[Description of the task] Pull out every line of the items below that contains the string "window". Copy each such line whole, and treat uppercase and lowercase as different.

[Material to process]
◆ ◆ ◆

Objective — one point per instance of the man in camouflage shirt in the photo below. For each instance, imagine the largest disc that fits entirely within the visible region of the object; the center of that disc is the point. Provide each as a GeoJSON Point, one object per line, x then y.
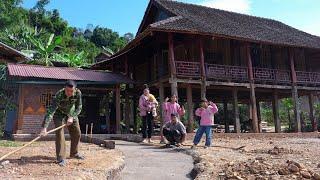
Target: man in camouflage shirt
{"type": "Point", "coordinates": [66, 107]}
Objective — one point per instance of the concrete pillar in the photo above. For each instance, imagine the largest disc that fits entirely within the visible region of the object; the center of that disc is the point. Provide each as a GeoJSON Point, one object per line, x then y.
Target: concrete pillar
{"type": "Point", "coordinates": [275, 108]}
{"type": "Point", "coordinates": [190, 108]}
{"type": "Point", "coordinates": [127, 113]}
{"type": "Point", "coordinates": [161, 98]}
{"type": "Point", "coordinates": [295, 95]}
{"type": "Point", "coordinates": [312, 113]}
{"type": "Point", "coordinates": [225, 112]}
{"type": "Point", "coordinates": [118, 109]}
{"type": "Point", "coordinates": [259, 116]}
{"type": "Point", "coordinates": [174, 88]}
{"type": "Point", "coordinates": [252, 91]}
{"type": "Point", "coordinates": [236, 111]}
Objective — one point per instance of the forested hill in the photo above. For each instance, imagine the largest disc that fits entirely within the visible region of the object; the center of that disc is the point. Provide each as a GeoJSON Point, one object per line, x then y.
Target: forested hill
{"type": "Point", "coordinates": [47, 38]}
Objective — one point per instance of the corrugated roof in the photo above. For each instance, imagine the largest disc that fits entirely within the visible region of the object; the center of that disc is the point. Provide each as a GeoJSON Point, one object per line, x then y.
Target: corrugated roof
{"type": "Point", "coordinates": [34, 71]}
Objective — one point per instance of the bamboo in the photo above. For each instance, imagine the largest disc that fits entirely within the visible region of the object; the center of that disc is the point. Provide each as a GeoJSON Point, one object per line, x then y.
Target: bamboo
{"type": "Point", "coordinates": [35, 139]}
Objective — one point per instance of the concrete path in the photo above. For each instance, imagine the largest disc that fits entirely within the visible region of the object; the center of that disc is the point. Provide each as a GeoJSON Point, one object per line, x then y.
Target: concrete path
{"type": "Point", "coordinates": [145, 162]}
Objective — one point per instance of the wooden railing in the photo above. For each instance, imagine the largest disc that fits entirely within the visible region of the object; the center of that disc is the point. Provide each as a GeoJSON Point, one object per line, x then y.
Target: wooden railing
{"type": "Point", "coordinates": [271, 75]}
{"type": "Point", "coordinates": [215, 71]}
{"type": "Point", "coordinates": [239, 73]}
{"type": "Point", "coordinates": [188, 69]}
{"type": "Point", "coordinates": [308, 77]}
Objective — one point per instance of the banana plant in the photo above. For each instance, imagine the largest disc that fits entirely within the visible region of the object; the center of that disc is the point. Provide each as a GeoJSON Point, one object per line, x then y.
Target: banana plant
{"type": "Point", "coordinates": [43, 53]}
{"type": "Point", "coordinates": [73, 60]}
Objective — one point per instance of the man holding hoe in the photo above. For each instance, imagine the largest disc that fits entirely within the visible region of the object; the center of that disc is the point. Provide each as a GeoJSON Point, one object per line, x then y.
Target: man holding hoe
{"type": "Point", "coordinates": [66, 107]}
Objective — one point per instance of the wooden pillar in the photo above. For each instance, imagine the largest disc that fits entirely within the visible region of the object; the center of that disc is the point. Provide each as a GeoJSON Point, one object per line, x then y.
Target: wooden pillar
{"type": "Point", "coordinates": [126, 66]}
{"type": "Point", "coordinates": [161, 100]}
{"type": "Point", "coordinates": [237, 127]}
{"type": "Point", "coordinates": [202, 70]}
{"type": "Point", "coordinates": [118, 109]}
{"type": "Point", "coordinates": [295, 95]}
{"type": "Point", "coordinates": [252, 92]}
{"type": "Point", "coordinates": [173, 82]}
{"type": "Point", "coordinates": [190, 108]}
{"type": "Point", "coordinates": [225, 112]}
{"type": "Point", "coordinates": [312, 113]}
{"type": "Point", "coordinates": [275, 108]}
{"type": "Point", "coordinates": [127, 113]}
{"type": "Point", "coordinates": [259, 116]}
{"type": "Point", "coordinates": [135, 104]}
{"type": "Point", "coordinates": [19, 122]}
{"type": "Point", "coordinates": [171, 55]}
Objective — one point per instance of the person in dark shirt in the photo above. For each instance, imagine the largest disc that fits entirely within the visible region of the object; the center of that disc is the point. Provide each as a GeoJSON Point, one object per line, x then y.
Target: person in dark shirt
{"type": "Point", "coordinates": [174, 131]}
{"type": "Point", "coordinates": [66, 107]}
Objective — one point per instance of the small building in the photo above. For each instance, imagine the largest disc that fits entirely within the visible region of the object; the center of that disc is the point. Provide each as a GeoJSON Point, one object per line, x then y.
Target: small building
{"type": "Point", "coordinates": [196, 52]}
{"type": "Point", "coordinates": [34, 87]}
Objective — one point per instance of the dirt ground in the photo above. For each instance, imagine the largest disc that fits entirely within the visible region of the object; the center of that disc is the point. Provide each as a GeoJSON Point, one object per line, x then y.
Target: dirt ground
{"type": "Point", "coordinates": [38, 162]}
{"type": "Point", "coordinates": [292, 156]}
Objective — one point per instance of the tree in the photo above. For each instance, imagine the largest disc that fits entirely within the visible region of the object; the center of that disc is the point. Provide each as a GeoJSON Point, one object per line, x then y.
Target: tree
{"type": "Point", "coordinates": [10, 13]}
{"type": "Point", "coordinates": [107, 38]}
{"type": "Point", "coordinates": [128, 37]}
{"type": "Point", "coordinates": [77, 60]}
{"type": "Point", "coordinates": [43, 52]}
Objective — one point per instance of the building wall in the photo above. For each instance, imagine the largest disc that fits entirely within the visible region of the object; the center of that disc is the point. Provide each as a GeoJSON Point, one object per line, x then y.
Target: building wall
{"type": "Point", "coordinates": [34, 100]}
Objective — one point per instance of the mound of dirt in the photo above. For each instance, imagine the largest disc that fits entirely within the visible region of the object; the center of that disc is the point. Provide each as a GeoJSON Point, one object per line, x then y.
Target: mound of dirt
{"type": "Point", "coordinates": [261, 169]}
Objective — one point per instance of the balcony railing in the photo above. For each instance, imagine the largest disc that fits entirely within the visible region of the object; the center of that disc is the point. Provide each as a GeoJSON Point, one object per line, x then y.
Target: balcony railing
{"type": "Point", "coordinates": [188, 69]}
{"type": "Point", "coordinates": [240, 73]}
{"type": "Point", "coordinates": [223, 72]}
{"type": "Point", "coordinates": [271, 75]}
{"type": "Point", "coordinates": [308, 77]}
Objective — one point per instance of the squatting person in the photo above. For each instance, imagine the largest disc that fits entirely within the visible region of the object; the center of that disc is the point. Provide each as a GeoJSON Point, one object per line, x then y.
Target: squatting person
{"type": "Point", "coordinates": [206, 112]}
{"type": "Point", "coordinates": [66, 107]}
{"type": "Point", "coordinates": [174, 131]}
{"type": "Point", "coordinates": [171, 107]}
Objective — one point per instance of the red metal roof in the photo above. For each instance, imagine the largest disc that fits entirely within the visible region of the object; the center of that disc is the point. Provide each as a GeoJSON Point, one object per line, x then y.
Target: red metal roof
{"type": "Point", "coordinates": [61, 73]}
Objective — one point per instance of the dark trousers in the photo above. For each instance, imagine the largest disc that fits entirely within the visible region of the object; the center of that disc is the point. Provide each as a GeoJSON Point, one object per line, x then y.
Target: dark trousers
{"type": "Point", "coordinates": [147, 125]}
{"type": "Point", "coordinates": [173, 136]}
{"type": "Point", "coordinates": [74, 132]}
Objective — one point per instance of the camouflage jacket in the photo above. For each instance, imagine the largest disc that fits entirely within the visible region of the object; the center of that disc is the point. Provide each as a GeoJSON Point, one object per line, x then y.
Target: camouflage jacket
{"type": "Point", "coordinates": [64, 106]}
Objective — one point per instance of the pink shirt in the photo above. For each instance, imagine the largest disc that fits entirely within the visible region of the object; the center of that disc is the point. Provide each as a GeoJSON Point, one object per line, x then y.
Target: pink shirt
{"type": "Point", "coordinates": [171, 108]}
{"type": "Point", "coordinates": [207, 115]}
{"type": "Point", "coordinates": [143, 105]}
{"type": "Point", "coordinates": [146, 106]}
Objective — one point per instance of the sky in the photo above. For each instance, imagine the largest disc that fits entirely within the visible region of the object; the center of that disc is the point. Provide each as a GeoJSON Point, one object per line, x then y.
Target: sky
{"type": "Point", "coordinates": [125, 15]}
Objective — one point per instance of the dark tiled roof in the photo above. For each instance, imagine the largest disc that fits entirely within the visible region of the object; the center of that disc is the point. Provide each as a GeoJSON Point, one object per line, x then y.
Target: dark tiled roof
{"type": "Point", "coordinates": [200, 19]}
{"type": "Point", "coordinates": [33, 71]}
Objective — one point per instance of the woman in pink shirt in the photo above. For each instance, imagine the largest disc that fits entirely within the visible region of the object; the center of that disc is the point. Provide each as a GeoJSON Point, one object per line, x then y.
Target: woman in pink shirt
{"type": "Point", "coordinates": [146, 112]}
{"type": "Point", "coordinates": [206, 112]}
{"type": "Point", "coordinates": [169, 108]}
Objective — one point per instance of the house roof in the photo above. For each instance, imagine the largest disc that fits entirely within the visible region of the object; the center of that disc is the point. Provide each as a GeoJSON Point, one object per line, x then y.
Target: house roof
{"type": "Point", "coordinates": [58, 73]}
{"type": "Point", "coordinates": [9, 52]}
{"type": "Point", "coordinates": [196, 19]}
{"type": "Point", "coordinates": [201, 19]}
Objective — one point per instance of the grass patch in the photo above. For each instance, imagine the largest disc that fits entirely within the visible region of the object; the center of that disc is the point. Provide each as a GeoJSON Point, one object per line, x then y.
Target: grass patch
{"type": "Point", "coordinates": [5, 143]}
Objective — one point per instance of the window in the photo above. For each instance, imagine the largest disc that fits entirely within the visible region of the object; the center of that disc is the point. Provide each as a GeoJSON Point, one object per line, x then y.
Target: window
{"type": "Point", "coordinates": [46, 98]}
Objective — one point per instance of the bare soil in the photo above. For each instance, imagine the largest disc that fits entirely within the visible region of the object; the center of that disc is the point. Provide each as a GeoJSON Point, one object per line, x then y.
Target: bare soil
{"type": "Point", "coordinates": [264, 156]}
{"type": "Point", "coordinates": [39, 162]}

◆ ◆ ◆

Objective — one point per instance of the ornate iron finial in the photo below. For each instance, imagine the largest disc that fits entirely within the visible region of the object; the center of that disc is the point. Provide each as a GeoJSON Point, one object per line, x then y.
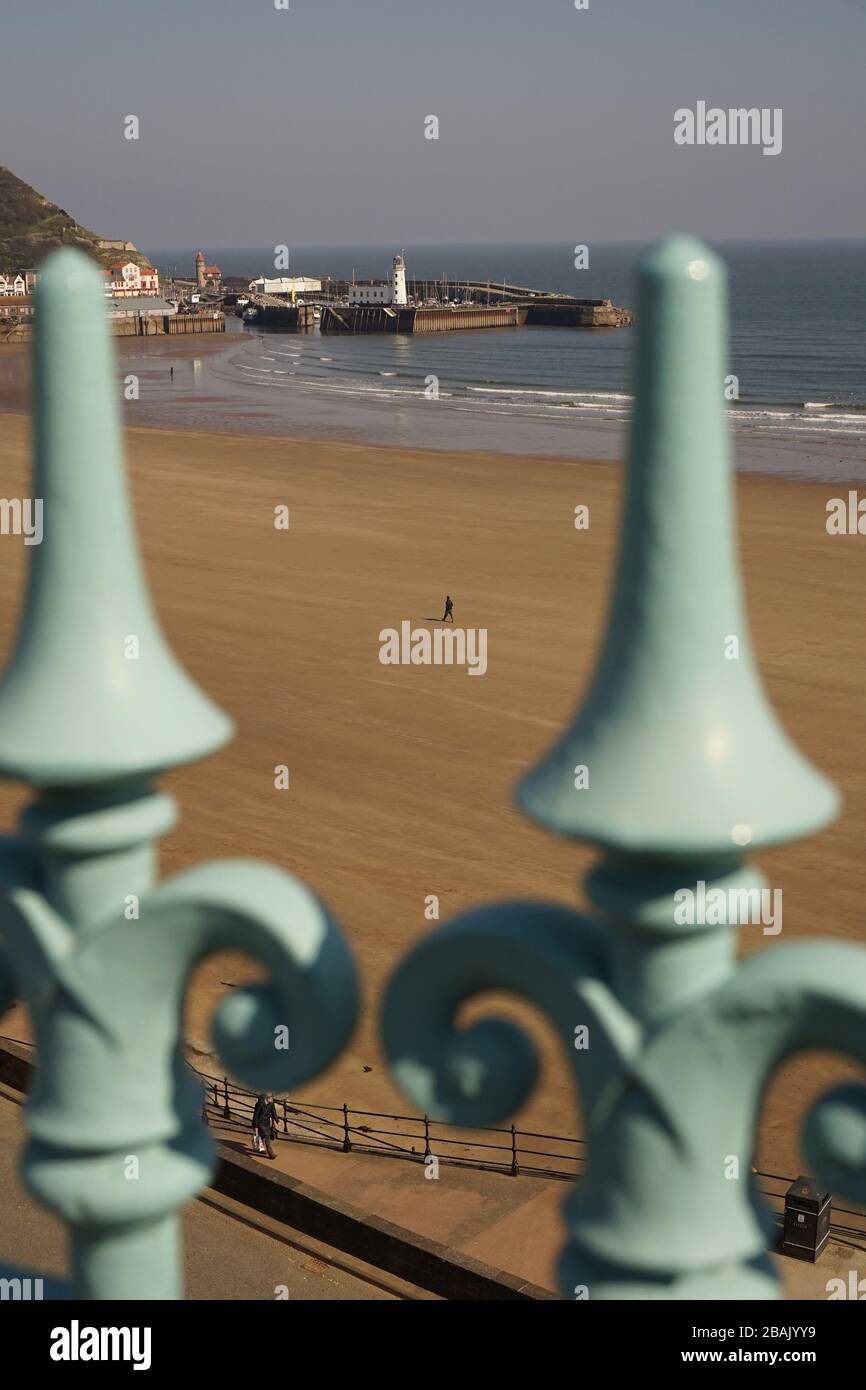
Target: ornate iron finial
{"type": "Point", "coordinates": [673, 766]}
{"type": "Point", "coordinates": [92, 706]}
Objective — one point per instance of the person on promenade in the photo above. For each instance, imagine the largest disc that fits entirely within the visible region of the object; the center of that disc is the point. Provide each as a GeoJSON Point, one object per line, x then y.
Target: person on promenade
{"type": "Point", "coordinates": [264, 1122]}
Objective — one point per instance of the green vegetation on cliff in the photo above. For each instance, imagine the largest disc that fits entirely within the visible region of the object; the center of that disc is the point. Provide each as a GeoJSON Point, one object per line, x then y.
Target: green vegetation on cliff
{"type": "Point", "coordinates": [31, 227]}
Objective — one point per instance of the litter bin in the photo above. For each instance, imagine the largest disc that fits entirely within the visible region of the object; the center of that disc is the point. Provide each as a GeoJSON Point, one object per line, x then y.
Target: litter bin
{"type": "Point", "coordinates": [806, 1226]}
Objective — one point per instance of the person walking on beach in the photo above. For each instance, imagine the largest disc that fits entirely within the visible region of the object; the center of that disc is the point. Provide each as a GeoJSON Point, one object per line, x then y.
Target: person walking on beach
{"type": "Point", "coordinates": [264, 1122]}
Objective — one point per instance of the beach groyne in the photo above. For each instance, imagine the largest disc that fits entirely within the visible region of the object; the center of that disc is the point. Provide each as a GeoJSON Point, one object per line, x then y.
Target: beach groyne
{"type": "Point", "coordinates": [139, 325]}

◆ ◆ ◆

[Response to the task]
Objective — one point per instance of the window in the photo above. For each instance, imagine the largest disc that fits entirely within the visible region of the object; the center of that disc is the point. Provide each as a GeoJSON Point, one object per line, x then y.
Target: window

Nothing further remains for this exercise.